## TASK DIRECTIONS
Extract, word for word, each line from the line holding "target: **small chimney vent**" through the end of the records. Omit every picture.

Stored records
++++++++++
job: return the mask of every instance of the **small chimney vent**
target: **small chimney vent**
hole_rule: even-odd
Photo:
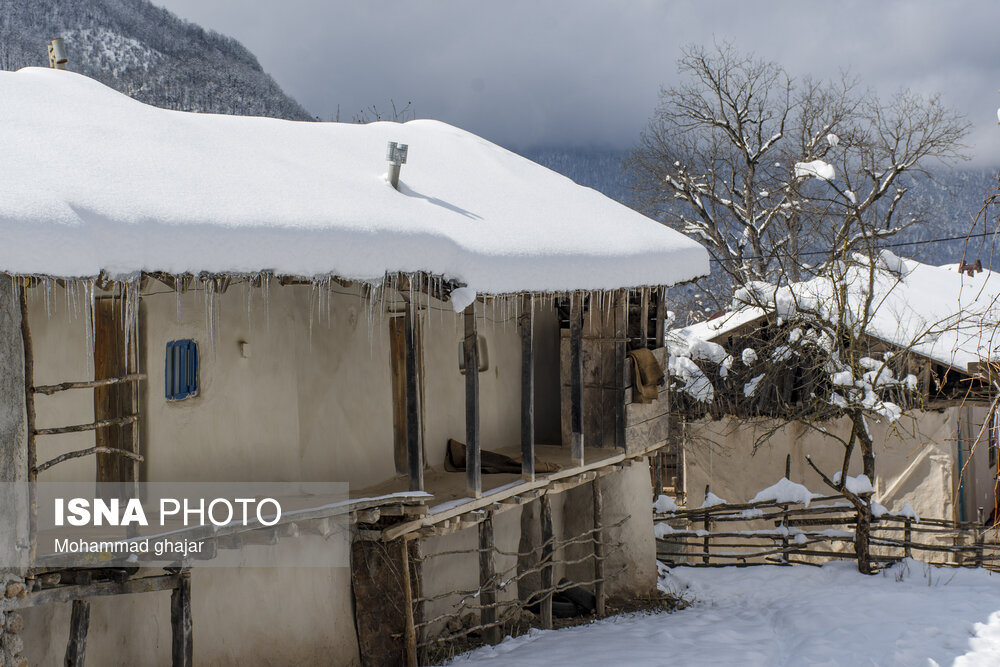
[[[409,146],[397,144],[395,141],[390,141],[386,147],[385,159],[389,161],[389,182],[397,190],[399,189],[399,169],[406,164],[408,150]]]
[[[62,37],[56,37],[49,42],[49,67],[52,69],[66,69],[69,57],[66,55],[66,44]]]
[[[977,273],[981,273],[982,270],[983,270],[983,262],[982,262],[982,260],[979,260],[979,259],[977,259],[972,264],[967,264],[965,262],[965,260],[963,259],[962,262],[958,265],[958,272],[959,273],[964,273],[965,275],[967,275],[969,277],[972,277],[972,276],[976,275]]]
++++++++++
## RESULT
target: **small chimney vent**
hole_rule: even-odd
Photo:
[[[409,146],[397,144],[395,141],[390,141],[386,147],[385,159],[389,161],[389,182],[397,190],[399,189],[399,169],[406,164],[408,150]]]
[[[62,37],[56,37],[49,42],[49,67],[52,69],[66,69],[69,57],[66,55],[66,44]]]
[[[977,273],[981,273],[982,270],[983,270],[983,262],[982,262],[982,260],[979,260],[979,259],[977,259],[972,264],[967,264],[965,262],[965,260],[963,259],[962,262],[958,265],[958,272],[959,273],[964,273],[965,275],[967,275],[969,277],[972,277],[972,276],[976,275]]]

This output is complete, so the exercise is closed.